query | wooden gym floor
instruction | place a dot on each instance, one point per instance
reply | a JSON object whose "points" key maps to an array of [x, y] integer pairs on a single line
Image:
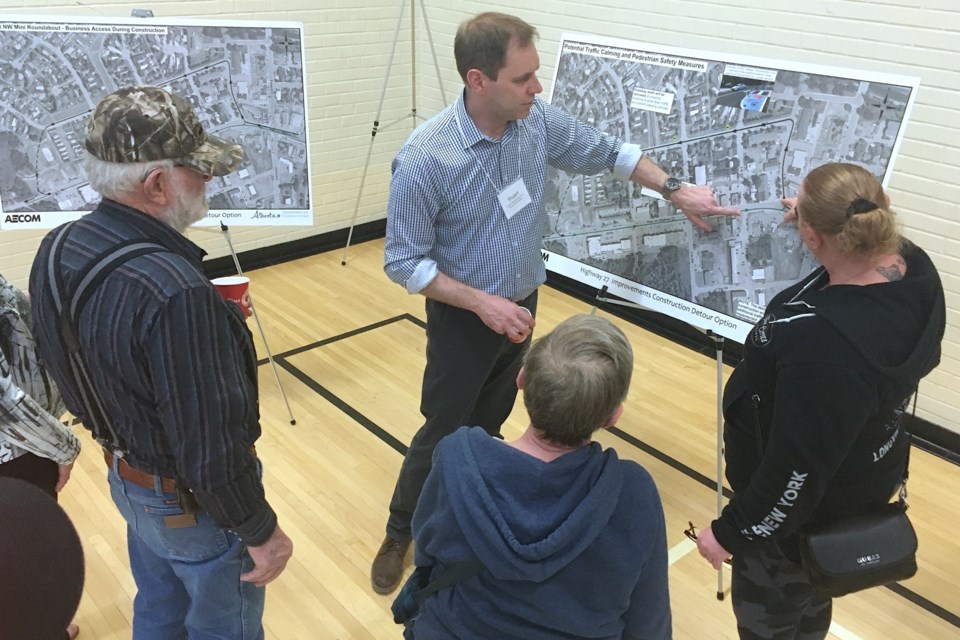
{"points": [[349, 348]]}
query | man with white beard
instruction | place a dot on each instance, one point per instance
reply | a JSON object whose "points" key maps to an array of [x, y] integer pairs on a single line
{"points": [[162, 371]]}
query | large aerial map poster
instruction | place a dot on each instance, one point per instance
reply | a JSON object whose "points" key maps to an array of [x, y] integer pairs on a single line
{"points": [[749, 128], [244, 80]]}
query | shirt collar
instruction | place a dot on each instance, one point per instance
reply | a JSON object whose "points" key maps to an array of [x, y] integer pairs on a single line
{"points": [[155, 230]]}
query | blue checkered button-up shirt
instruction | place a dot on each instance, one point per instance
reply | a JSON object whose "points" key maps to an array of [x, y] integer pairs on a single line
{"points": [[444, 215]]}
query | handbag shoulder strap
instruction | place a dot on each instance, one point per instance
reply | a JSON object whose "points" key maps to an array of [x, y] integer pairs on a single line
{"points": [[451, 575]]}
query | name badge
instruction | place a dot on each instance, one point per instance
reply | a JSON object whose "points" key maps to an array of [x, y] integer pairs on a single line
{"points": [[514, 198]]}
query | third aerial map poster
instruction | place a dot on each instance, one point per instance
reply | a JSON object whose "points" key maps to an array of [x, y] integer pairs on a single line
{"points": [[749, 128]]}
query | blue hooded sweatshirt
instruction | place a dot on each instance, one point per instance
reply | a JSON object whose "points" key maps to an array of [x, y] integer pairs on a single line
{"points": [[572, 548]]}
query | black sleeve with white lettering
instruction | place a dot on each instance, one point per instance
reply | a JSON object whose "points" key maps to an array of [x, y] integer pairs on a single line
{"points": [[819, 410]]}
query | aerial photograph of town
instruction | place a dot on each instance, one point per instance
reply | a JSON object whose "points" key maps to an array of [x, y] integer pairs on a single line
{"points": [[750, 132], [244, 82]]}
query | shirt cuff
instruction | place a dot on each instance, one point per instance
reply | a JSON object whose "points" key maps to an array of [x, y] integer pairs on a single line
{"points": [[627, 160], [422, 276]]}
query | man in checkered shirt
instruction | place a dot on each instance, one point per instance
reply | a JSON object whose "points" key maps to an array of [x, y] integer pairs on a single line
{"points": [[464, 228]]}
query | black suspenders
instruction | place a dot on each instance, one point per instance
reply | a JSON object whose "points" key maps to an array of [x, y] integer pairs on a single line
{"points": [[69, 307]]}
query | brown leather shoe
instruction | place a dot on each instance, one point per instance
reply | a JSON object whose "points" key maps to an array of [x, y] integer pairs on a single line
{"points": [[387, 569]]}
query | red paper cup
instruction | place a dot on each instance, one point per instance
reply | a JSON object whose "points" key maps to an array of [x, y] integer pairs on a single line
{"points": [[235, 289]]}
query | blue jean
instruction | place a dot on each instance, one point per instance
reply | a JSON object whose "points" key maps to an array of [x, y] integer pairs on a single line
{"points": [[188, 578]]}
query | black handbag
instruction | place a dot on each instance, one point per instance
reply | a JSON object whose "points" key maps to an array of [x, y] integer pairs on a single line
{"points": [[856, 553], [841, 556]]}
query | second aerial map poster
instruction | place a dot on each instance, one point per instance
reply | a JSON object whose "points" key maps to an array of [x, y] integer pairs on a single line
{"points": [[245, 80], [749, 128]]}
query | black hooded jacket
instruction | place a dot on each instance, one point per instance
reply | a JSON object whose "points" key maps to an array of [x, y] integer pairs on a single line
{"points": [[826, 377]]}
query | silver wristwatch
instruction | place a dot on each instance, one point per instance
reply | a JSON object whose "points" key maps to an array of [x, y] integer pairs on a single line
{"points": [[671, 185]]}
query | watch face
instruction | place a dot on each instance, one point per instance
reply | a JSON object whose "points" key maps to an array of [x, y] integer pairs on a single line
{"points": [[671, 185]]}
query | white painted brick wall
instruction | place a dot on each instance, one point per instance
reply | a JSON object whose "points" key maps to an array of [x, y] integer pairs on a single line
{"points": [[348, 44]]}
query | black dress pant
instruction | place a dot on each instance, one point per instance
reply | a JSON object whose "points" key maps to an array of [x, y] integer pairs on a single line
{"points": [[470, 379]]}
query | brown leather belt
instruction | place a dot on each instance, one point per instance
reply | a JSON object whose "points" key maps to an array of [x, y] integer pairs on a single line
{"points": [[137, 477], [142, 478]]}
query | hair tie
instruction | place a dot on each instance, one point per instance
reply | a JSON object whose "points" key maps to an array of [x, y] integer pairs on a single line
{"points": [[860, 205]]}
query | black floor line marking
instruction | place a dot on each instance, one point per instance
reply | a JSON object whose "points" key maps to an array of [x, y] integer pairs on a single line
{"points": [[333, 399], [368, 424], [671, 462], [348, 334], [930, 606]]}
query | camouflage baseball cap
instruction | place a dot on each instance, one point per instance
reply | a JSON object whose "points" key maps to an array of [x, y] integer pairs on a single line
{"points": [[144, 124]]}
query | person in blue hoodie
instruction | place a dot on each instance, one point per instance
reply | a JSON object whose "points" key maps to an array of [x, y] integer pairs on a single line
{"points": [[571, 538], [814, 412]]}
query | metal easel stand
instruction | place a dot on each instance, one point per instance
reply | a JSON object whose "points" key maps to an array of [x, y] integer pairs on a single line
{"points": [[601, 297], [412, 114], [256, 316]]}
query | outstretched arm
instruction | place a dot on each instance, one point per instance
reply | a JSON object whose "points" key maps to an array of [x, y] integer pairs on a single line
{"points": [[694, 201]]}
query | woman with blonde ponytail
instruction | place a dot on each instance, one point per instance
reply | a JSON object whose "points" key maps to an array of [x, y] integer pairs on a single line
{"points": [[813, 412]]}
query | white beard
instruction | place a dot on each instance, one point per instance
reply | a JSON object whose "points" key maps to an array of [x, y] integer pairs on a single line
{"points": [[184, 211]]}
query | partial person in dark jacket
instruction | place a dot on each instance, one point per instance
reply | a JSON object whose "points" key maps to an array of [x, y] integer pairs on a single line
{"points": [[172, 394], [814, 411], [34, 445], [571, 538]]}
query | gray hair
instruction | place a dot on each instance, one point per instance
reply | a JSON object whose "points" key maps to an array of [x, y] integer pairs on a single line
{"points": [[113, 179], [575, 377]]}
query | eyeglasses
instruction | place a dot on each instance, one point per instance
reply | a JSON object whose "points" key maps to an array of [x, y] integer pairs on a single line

▶ [Activity]: Going through the records, say how many lines hold the string "hooded". Only the number should be given.

▶ [Task output]: 2